╭─ PASSAGE

Type checking is usefull ...
2004-06-18 10:03 amGoogle search for WSDL and type checking led me to this thread on LtU where Frank Atanassow puts up strong argument for static typechecking and relationship between programming language semantics and type system semantics. Might as well grab a local copy, taking into account instability of LtU site...
Frank Atanassow - Type checking is useful
2/7/2002; 11:46:23 AM (reads: 1970, responses: 8)
[Ehud] Typing is obviously not enough, since types don't capture all useful information.
First, many type systems are not statically decidable; among these are ones which do capture all the (extensional) behavior of a function.
But let's suppose that you don't want to put up with such type systems since, after all, they are not very well-suited for programming (no type inference, principal typing, etc.). So, instead you do testing.
To test something, you need to know what you are testing for. So you need a specification. If you are scrupulous, it will be a formal specification. Then you devise a set of inputs for the tests, and maybe a testing program. Now you need to know that your tests will actually ensure that your program matches your specification. If you are scrupulous, you will write a proof of the fact. If your proof is constructive, then your specification and proof together constitute a typed program, by the Curry-Howard isomorphism.
Well, that's a lot of "if"'s perhaps (but it's also a lot of work, and if your programming language isn't typed, then your test set will get a lot larger, since you have to test so many trivial things explicitly), but my point is that even if you use the testing approach, you're doing something which is fairly close to what a type checker and typed language-using programmer do.
Here's another thing to consider: haphazard testing can make your programs less efficient. This is because, whereas types make assertions about the extension of a program (the relation of inputs to outputs), tests are frequently over-specified, so they tend to assert things about the intension of a program (how it computes its outputs from its inputs). Thus, if you optimize your program, since the intension changes, your tests may break.
[Patrick] OK, you got the argument count correct, and yes, you sent an Integer when it was expected. You still have to write all the same unit tests to demonstrate the behavior is what you expected.
Yeah, but you don't have to write a test to check those properties, do you? And it's not so easy to check them. To prove that your function accepts any integer, you have to test it on every possible integer input (plainly impossible), or prove that its implementation is somehow invariant with respect to the property of being an integer and then test it on one integer, or something like that.
I see this argument about arity checking, etc. quite often. Usually the people who make it are people who have only ever used dynamically typed languages and a language or two with very weak type systems, like C. Often they have switched to Perl or something because C's type system is so unexpressive. This is not the case for advanced languages, like ML.

╰─

WHAT THE TASK REQUIRES:
Reproduce the type-checking post word for word from "Here's another thing" to "tests may break.".

╭─ GIVEN INFORMATION

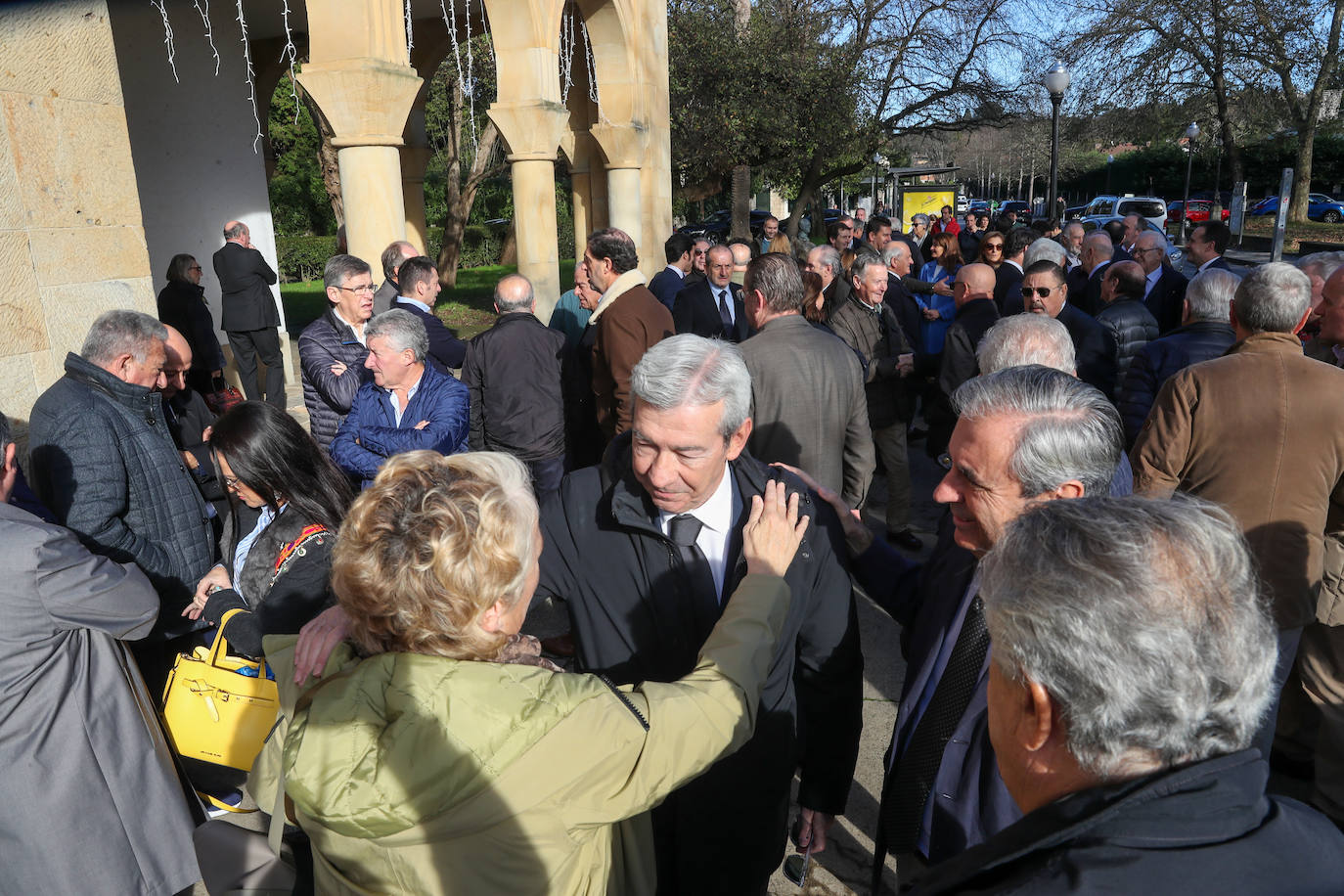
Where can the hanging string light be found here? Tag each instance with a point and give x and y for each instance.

╰─

REPLY:
Here's another thing to consider: haphazard testing can make your programs less efficient. This is because, whereas types make assertions about the extension of a program (the relation of inputs to outputs), tests are frequently over-specified, so they tend to assert things about the intension of a program (how it computes its outputs from its inputs). Thus, if you optimize your program, since the intension changes, your tests may break.